*EXERCISE AIM:* Copy out every line of the material below, requests included, and shift each point coordinate in the answers by adding -71 to both numbers. Leave the pictures out.

--- Start DATASET EXCERPTS ---

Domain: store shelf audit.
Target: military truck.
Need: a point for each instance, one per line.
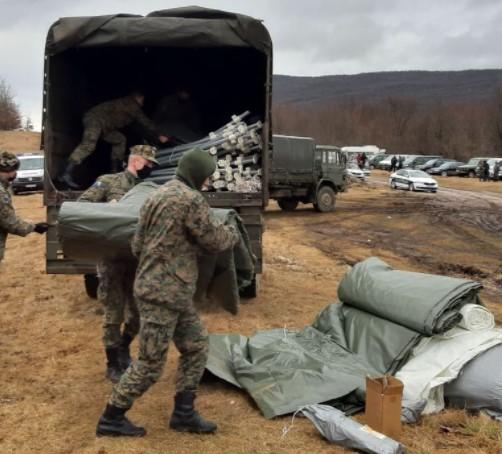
(223, 59)
(301, 171)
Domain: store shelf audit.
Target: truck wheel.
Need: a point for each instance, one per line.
(288, 204)
(252, 290)
(91, 283)
(325, 200)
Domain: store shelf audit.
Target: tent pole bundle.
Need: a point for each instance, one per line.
(236, 148)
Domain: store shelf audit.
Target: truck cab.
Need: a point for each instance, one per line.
(301, 171)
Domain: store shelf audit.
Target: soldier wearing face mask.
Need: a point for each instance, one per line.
(116, 277)
(9, 222)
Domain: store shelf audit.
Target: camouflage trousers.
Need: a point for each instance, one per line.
(115, 291)
(92, 132)
(190, 337)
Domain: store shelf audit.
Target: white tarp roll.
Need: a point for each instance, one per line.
(438, 360)
(347, 432)
(476, 317)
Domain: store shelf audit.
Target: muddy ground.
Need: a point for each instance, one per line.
(53, 387)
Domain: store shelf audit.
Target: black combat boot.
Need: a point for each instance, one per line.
(113, 369)
(67, 176)
(124, 356)
(185, 418)
(113, 423)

--- End DATASET EXCERPTS ---

*ANSWER FOR THE TASK:*
Domain: store shelf audit.
Target: military truck.
Need: a point for each instance, one per line.
(152, -12)
(230, 100)
Domain: store shelf audit.
Target: truck wheel.
Need: a point for each instance, one per line.
(217, 133)
(181, 219)
(20, 212)
(254, 129)
Domain: store shelf audit.
Target: tent pole bundle.
Need: a point for each instance, one per line.
(165, 77)
Domain: store shelf audit.
Target: truck cab.
Need: a point for each instance, one per line.
(230, 100)
Domain: store shelf audit.
Target: soldier wearing face mask.
Need: a point for each instance, one per line.
(45, 206)
(-62, 151)
Domain: store shelf audit.
Target: camouflage trousers.
Need: a point for each instance, one per line.
(44, 220)
(21, 61)
(119, 266)
Domain: store shelf audit.
Target: white tarp roll.
Need: a point for each instance, one per line.
(367, 289)
(276, 361)
(405, 246)
Domain: store shelf audit.
Target: muddy ground.
Need: a point for each instance, one per line.
(-18, 316)
Domain: store shelf audit.
Target: black combat boot.
Need: a point for each instance, one per line.
(42, 298)
(-4, 105)
(53, 285)
(114, 347)
(42, 352)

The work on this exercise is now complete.